Reproduce every line of the items below word for word, leaving out the pictures.

----------------------------------------

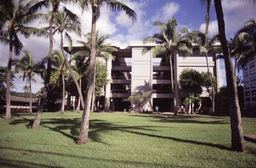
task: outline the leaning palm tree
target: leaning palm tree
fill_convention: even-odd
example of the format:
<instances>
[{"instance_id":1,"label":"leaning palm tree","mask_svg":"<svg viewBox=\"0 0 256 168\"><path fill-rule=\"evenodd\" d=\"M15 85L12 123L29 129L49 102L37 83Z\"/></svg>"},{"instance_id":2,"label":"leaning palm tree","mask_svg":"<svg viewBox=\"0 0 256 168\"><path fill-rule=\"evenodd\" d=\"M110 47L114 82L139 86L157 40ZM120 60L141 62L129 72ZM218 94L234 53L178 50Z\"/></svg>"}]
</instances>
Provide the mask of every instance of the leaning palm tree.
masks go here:
<instances>
[{"instance_id":1,"label":"leaning palm tree","mask_svg":"<svg viewBox=\"0 0 256 168\"><path fill-rule=\"evenodd\" d=\"M210 7L211 0L200 1L202 5L205 5L207 9ZM256 2L255 0L246 1L250 2L253 5L255 4ZM236 79L226 37L225 21L224 20L221 1L214 0L214 5L218 20L220 41L224 58L225 68L226 70L226 78L228 94L229 95L228 100L230 115L231 148L237 151L244 152L246 151L246 148L244 143L243 128L242 127L240 108L238 103ZM207 10L207 15L209 15L209 11ZM209 24L209 22L206 22L206 25L207 24Z\"/></svg>"},{"instance_id":2,"label":"leaning palm tree","mask_svg":"<svg viewBox=\"0 0 256 168\"><path fill-rule=\"evenodd\" d=\"M65 74L67 70L65 64L65 58L61 52L58 50L54 50L53 53L52 64L53 66L60 72L61 78L62 82L62 97L61 101L61 113L64 113L65 108Z\"/></svg>"},{"instance_id":3,"label":"leaning palm tree","mask_svg":"<svg viewBox=\"0 0 256 168\"><path fill-rule=\"evenodd\" d=\"M210 98L211 100L212 108L211 112L214 113L215 111L215 88L209 68L208 54L209 52L217 53L220 52L220 46L216 45L216 42L219 41L219 35L218 34L215 34L210 39L208 39L207 37L208 35L206 33L204 33L199 31L196 31L194 33L195 33L197 37L197 43L198 44L199 53L204 55L206 60L208 77L211 87L211 95L210 96Z\"/></svg>"},{"instance_id":4,"label":"leaning palm tree","mask_svg":"<svg viewBox=\"0 0 256 168\"><path fill-rule=\"evenodd\" d=\"M55 17L57 14L60 6L60 3L66 4L68 2L71 2L70 0L42 0L39 1L36 4L36 7L45 7L48 9L51 9L51 12L49 13L49 29L44 30L48 30L49 32L49 49L47 56L47 69L45 78L45 86L42 90L42 97L41 98L41 103L38 106L37 112L33 123L32 128L37 128L40 125L41 121L41 114L44 111L44 108L46 102L47 93L49 89L50 79L52 72L52 51L53 49L53 29L54 22Z\"/></svg>"},{"instance_id":5,"label":"leaning palm tree","mask_svg":"<svg viewBox=\"0 0 256 168\"><path fill-rule=\"evenodd\" d=\"M82 77L84 72L86 71L87 67L89 65L89 59L87 59L87 57L86 55L77 56L73 57L75 62L73 66L73 69L76 73L78 77L79 86L80 91L81 92L82 88ZM80 97L78 98L78 102L77 104L77 112L80 112L80 106L81 102Z\"/></svg>"},{"instance_id":6,"label":"leaning palm tree","mask_svg":"<svg viewBox=\"0 0 256 168\"><path fill-rule=\"evenodd\" d=\"M79 5L82 11L89 6L92 8L92 28L89 76L88 84L86 89L84 108L82 114L82 122L80 127L79 135L77 141L77 144L81 145L88 142L88 130L90 116L90 104L92 101L93 86L95 83L95 57L96 57L96 22L100 15L100 9L106 6L112 11L122 11L131 18L133 22L136 21L137 15L135 12L125 4L117 0L80 0Z\"/></svg>"},{"instance_id":7,"label":"leaning palm tree","mask_svg":"<svg viewBox=\"0 0 256 168\"><path fill-rule=\"evenodd\" d=\"M28 51L24 51L24 56L21 59L16 59L13 61L15 65L15 71L16 73L22 73L20 77L23 78L23 81L26 79L26 83L25 87L28 85L27 90L29 90L30 94L30 101L29 103L29 112L32 113L32 88L31 82L36 82L34 75L36 74L39 74L42 69L44 68L44 64L40 63L36 63L32 54Z\"/></svg>"},{"instance_id":8,"label":"leaning palm tree","mask_svg":"<svg viewBox=\"0 0 256 168\"><path fill-rule=\"evenodd\" d=\"M50 16L51 12L46 14L44 15L44 21L45 22L49 23L50 21ZM68 9L65 7L62 7L62 9L60 10L56 14L55 18L54 21L54 30L53 33L59 33L60 35L60 49L61 51L65 58L66 64L71 77L74 81L76 85L79 98L81 101L82 107L83 108L84 102L83 99L82 95L82 92L80 91L79 84L77 82L75 75L74 74L70 63L69 62L69 59L67 57L68 53L65 53L63 45L63 34L65 37L70 42L70 46L69 46L69 50L70 51L72 50L72 38L69 35L68 33L76 33L76 35L80 36L81 33L81 23L80 18L75 14L72 12L70 10ZM44 28L46 30L49 29L49 27Z\"/></svg>"},{"instance_id":9,"label":"leaning palm tree","mask_svg":"<svg viewBox=\"0 0 256 168\"><path fill-rule=\"evenodd\" d=\"M25 3L24 0L4 0L1 1L0 3L0 10L4 12L4 14L0 12L0 42L9 46L6 89L6 119L11 118L10 90L13 52L14 51L15 54L18 55L23 47L18 35L20 34L28 38L31 35L42 35L41 30L28 26L40 15L40 14L35 13L39 8L35 5L36 2L35 1L29 1Z\"/></svg>"},{"instance_id":10,"label":"leaning palm tree","mask_svg":"<svg viewBox=\"0 0 256 168\"><path fill-rule=\"evenodd\" d=\"M78 52L75 53L73 55L74 58L77 57L79 56L87 56L90 54L91 52L91 46L90 44L91 43L91 33L88 33L87 34L82 34L82 35L87 39L87 42L84 42L83 41L77 41L77 42L83 46L83 50L78 51ZM113 60L115 57L112 54L114 52L117 52L118 50L116 48L111 47L109 46L109 44L106 44L104 43L106 39L109 38L110 36L109 35L102 35L99 37L99 31L97 31L96 35L96 56L97 57L102 57L105 59L105 60L108 60L111 59ZM95 60L96 61L96 60ZM96 70L96 66L95 67L95 70ZM96 76L95 76L96 77ZM94 78L95 78L94 77ZM94 79L95 80L95 79ZM95 84L94 83L93 85L93 92L92 92L92 106L91 106L91 111L93 111L94 107L94 102L95 102Z\"/></svg>"},{"instance_id":11,"label":"leaning palm tree","mask_svg":"<svg viewBox=\"0 0 256 168\"><path fill-rule=\"evenodd\" d=\"M152 51L153 56L164 54L167 57L170 62L172 92L174 94L172 58L174 58L175 56L173 52L175 50L179 50L185 52L185 56L191 54L193 50L192 42L195 40L194 35L189 33L187 29L184 28L176 31L177 22L174 17L166 23L155 21L153 25L158 27L160 33L156 33L152 37L146 37L144 39L143 43L146 44L154 42L159 45L145 48L142 54ZM175 96L174 96L174 114L177 115L178 111Z\"/></svg>"}]
</instances>

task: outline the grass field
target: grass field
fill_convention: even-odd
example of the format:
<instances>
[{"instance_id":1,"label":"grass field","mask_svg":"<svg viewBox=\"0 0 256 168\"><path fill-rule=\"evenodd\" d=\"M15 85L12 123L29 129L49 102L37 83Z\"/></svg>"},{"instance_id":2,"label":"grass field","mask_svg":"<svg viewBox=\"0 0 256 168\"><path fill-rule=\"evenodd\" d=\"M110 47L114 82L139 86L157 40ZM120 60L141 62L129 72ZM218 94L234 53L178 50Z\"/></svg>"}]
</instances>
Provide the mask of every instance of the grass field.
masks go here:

----------------------------------------

▶ _Response for this exercise_
task: outline the leaning palm tree
target: leaning palm tree
fill_convention: even-odd
example of the format:
<instances>
[{"instance_id":1,"label":"leaning palm tree","mask_svg":"<svg viewBox=\"0 0 256 168\"><path fill-rule=\"evenodd\" d=\"M15 85L12 123L29 129L49 102L37 83Z\"/></svg>"},{"instance_id":2,"label":"leaning palm tree","mask_svg":"<svg viewBox=\"0 0 256 168\"><path fill-rule=\"evenodd\" d=\"M110 47L114 82L139 86L157 40ZM120 60L141 62L129 72ZM218 94L234 53L178 50Z\"/></svg>"}]
</instances>
Provide the mask of every instance of the leaning palm tree.
masks go here:
<instances>
[{"instance_id":1,"label":"leaning palm tree","mask_svg":"<svg viewBox=\"0 0 256 168\"><path fill-rule=\"evenodd\" d=\"M210 7L211 0L200 1L202 5L205 5L207 9ZM256 2L255 0L246 1L250 2L253 5L255 4ZM236 79L226 37L225 21L224 20L221 1L214 0L214 5L218 20L220 41L224 58L225 68L226 70L226 78L228 94L229 95L228 100L230 115L231 148L237 151L244 152L246 151L246 148L244 143L243 128L242 127L240 108L238 103ZM207 10L207 15L209 15L209 11ZM209 24L209 22L206 22L206 25L207 24Z\"/></svg>"},{"instance_id":2,"label":"leaning palm tree","mask_svg":"<svg viewBox=\"0 0 256 168\"><path fill-rule=\"evenodd\" d=\"M65 74L67 70L65 64L65 58L61 52L58 50L54 50L53 53L52 64L53 66L60 72L61 78L62 82L62 97L61 101L61 113L64 113L65 108Z\"/></svg>"},{"instance_id":3,"label":"leaning palm tree","mask_svg":"<svg viewBox=\"0 0 256 168\"><path fill-rule=\"evenodd\" d=\"M210 98L211 100L212 108L211 112L214 113L215 111L215 88L209 68L208 54L209 52L217 53L220 52L220 46L216 45L216 42L219 41L219 35L218 34L215 34L210 39L208 39L207 37L208 35L206 33L204 33L199 31L196 31L194 33L195 33L197 37L197 43L198 44L199 53L204 55L206 60L208 77L211 87L211 95L210 96Z\"/></svg>"},{"instance_id":4,"label":"leaning palm tree","mask_svg":"<svg viewBox=\"0 0 256 168\"><path fill-rule=\"evenodd\" d=\"M55 17L57 14L60 6L60 3L66 4L68 2L71 2L70 0L42 0L39 1L36 4L36 7L45 7L48 9L51 9L51 12L49 13L49 29L44 30L48 30L49 32L49 49L47 56L47 69L45 78L45 86L42 90L42 97L41 98L41 103L38 106L37 112L33 123L32 128L37 128L40 125L41 121L41 114L44 111L44 108L46 102L47 93L49 89L50 79L52 72L52 51L53 49L53 29L54 22Z\"/></svg>"},{"instance_id":5,"label":"leaning palm tree","mask_svg":"<svg viewBox=\"0 0 256 168\"><path fill-rule=\"evenodd\" d=\"M82 77L84 72L86 71L87 67L89 65L89 59L87 59L87 57L86 55L77 56L73 57L75 62L73 66L73 69L76 73L78 77L79 86L80 91L81 92L82 88ZM80 97L78 98L78 102L77 104L77 112L80 112L80 106L81 102Z\"/></svg>"},{"instance_id":6,"label":"leaning palm tree","mask_svg":"<svg viewBox=\"0 0 256 168\"><path fill-rule=\"evenodd\" d=\"M79 5L82 11L89 6L92 8L92 28L89 76L88 84L86 89L84 108L82 114L82 122L80 127L79 135L77 141L77 144L81 145L88 142L88 130L90 116L90 104L92 101L93 86L95 83L95 57L96 57L96 22L100 15L100 9L106 6L112 11L122 11L131 18L133 22L136 21L137 15L135 12L125 4L117 0L80 0Z\"/></svg>"},{"instance_id":7,"label":"leaning palm tree","mask_svg":"<svg viewBox=\"0 0 256 168\"><path fill-rule=\"evenodd\" d=\"M28 51L24 51L24 56L21 59L16 59L13 61L15 65L15 71L16 73L22 73L20 77L23 78L23 81L26 79L26 83L25 87L28 85L27 90L29 90L30 94L30 101L29 103L29 112L32 113L32 88L31 82L36 82L34 75L36 74L39 74L42 69L44 68L44 64L40 63L36 63L32 54Z\"/></svg>"},{"instance_id":8,"label":"leaning palm tree","mask_svg":"<svg viewBox=\"0 0 256 168\"><path fill-rule=\"evenodd\" d=\"M50 16L51 12L46 14L44 15L44 21L45 22L49 23L50 21ZM68 9L65 7L62 7L62 9L60 10L56 14L55 18L54 21L54 30L53 33L59 33L60 35L60 49L61 51L65 58L66 64L71 77L74 81L76 85L79 98L81 101L82 107L83 108L84 102L83 99L82 95L82 92L80 91L79 84L77 82L75 75L74 74L70 63L69 62L69 59L67 57L68 53L65 53L63 45L63 34L65 37L70 42L70 46L69 46L69 50L70 51L72 50L72 38L69 35L68 33L76 33L76 35L80 36L81 33L81 23L80 18L75 14L72 12L70 10ZM44 28L46 30L49 29L49 27Z\"/></svg>"},{"instance_id":9,"label":"leaning palm tree","mask_svg":"<svg viewBox=\"0 0 256 168\"><path fill-rule=\"evenodd\" d=\"M25 3L24 0L4 0L1 1L0 3L0 10L4 12L4 14L0 12L0 42L9 46L6 89L6 119L11 118L10 90L13 52L14 51L15 54L18 55L23 47L18 35L20 34L28 38L31 35L42 35L41 30L28 26L40 15L40 14L35 13L39 8L35 5L36 2L35 1L29 1Z\"/></svg>"},{"instance_id":10,"label":"leaning palm tree","mask_svg":"<svg viewBox=\"0 0 256 168\"><path fill-rule=\"evenodd\" d=\"M78 52L75 53L73 55L74 58L77 57L79 56L87 56L90 54L91 52L91 46L90 44L91 43L91 33L88 33L87 34L82 34L82 35L87 39L87 42L84 42L83 41L77 41L77 42L83 46L83 50L78 51ZM113 60L115 57L112 54L114 52L117 52L118 50L116 48L111 47L109 46L109 44L106 44L104 43L106 39L109 38L110 36L109 35L102 35L99 37L99 31L97 31L96 35L96 56L97 57L102 57L105 59L105 60L108 60L111 59ZM95 60L96 61L96 60ZM96 70L96 66L95 67L95 70ZM96 76L95 76L96 77ZM94 78L95 78L94 77ZM94 79L95 80L95 79ZM95 84L94 83L93 85L93 92L92 92L92 106L91 106L91 111L93 111L94 107L94 102L95 102Z\"/></svg>"},{"instance_id":11,"label":"leaning palm tree","mask_svg":"<svg viewBox=\"0 0 256 168\"><path fill-rule=\"evenodd\" d=\"M152 51L153 56L164 54L167 57L170 62L172 92L174 94L172 58L174 58L175 56L173 52L175 50L179 50L185 52L185 56L191 54L193 50L192 42L195 40L194 35L189 33L187 29L184 28L176 31L177 22L174 17L166 23L155 21L153 25L158 27L160 33L156 33L152 37L146 37L144 39L143 43L146 44L154 42L159 45L145 48L142 54ZM175 96L174 96L174 114L177 115L178 111Z\"/></svg>"}]
</instances>

task: outline the grass field
target: grass field
fill_convention: even-odd
example of the format:
<instances>
[{"instance_id":1,"label":"grass field","mask_svg":"<svg viewBox=\"0 0 256 168\"><path fill-rule=\"evenodd\" d=\"M15 85L12 123L29 129L49 102L37 83Z\"/></svg>"},{"instance_id":2,"label":"grass field","mask_svg":"<svg viewBox=\"0 0 256 168\"><path fill-rule=\"evenodd\" d=\"M110 47L114 82L139 86L157 40ZM120 60L141 62L129 72ZM218 94L234 53L178 50Z\"/></svg>"}]
</instances>
Provide the mask of every instance of the grass field.
masks go here:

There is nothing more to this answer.